● **GOAL**
Quote every line of the material beneath this one.

start INPUT MATERIAL

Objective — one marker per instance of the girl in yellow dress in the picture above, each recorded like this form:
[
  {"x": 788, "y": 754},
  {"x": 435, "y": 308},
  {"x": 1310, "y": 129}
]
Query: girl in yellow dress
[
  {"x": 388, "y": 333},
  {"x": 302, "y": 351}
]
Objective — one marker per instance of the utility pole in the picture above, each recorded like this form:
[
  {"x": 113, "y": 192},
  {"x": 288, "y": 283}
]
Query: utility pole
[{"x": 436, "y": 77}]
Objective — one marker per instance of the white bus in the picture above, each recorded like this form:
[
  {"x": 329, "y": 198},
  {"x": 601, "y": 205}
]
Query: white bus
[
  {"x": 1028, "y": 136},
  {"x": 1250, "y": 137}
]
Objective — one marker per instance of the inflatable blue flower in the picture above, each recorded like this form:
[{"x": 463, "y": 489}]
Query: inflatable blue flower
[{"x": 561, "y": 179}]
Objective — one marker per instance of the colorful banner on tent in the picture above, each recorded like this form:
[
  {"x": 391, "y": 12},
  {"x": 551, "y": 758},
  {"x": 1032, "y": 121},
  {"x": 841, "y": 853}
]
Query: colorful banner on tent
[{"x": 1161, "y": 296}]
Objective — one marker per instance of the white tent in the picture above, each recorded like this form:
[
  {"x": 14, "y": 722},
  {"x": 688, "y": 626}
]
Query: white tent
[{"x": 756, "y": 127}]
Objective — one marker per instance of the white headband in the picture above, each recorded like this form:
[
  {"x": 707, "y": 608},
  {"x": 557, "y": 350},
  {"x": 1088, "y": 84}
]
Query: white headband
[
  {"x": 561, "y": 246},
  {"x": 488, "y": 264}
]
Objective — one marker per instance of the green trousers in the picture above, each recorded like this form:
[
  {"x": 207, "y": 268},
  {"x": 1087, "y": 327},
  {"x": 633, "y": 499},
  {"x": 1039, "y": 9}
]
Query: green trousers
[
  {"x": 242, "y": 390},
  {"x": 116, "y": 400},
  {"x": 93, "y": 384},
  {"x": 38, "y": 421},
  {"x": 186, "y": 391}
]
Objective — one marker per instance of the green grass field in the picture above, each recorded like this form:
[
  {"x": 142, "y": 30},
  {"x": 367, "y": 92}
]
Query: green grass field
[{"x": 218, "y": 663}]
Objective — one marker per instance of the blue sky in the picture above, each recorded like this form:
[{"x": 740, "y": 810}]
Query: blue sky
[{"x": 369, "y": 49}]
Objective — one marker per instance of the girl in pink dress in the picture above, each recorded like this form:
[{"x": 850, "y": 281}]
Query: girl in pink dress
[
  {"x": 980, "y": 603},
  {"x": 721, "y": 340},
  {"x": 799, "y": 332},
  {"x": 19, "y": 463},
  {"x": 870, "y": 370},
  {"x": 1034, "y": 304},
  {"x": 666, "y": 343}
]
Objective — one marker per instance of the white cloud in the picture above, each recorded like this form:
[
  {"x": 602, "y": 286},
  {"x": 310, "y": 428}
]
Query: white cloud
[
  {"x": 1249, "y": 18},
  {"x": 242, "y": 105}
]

end INPUT MATERIAL

● **TASK RESPONSE**
Objective — one marker per instance of the girl in yellow dress in the picture above, each recorded like this form:
[
  {"x": 788, "y": 754},
  {"x": 435, "y": 308},
  {"x": 1310, "y": 129}
]
Query: girl in yellow dress
[
  {"x": 388, "y": 333},
  {"x": 302, "y": 351}
]
Objective — one marker per instance of the utility pole in the picture above, each recorded like this form:
[
  {"x": 113, "y": 192},
  {"x": 288, "y": 283}
]
Query: utility pole
[{"x": 436, "y": 77}]
Objective — one marker per instance of the white bus in the picture above, each recorded like this form:
[
  {"x": 329, "y": 198},
  {"x": 601, "y": 205}
]
Query: white bus
[
  {"x": 1028, "y": 136},
  {"x": 1250, "y": 137}
]
Objective — one marker per instance of the inflatable blue flower in the picture above, each recorded like this form:
[{"x": 463, "y": 489}]
Query: inflatable blue flower
[{"x": 561, "y": 179}]
Objective — one marker per instance of the colorful banner on tent in the picture above, each recorded like this form:
[
  {"x": 391, "y": 12},
  {"x": 551, "y": 758},
  {"x": 1032, "y": 121},
  {"x": 841, "y": 853}
]
Query: colorful banner on tent
[{"x": 1161, "y": 296}]
Objective — one marker per instance of the white tent in the picture above, each recorded like this form:
[
  {"x": 14, "y": 722},
  {"x": 688, "y": 626}
]
Query: white tent
[{"x": 756, "y": 127}]
Objective — one marker per instance of the white headband in the picture above, each recorded like this form:
[
  {"x": 707, "y": 608},
  {"x": 557, "y": 350},
  {"x": 1088, "y": 84}
]
Query: white headband
[
  {"x": 561, "y": 246},
  {"x": 488, "y": 264}
]
Objective — one marker per instance of the green trousers in the picture above, each recorded like this form:
[
  {"x": 207, "y": 268},
  {"x": 1087, "y": 327},
  {"x": 633, "y": 499},
  {"x": 1039, "y": 9}
]
Query: green trousers
[
  {"x": 242, "y": 390},
  {"x": 116, "y": 400},
  {"x": 93, "y": 384},
  {"x": 38, "y": 421},
  {"x": 186, "y": 391}
]
Objective — one marker per instance of the green grass field in the picture above, each recorded like this form:
[
  {"x": 142, "y": 30},
  {"x": 367, "y": 92}
]
Query: green grass field
[{"x": 218, "y": 663}]
Objective — one marker per instance of the blue sky in the picture above, each recorded like this form:
[{"x": 740, "y": 810}]
Query: blue sky
[{"x": 369, "y": 49}]
Objective — one marker per instance of the girl in pink dress in the picture above, each recorded like this form:
[{"x": 850, "y": 281}]
Query: girl in pink dress
[
  {"x": 980, "y": 603},
  {"x": 721, "y": 340},
  {"x": 799, "y": 332},
  {"x": 19, "y": 463},
  {"x": 870, "y": 370},
  {"x": 1034, "y": 304},
  {"x": 666, "y": 343}
]
Objective — one marker per instance of the white cloud in the picture above, each recorded like this form:
[
  {"x": 602, "y": 286},
  {"x": 310, "y": 428}
]
Query: white cloud
[
  {"x": 1249, "y": 18},
  {"x": 242, "y": 105}
]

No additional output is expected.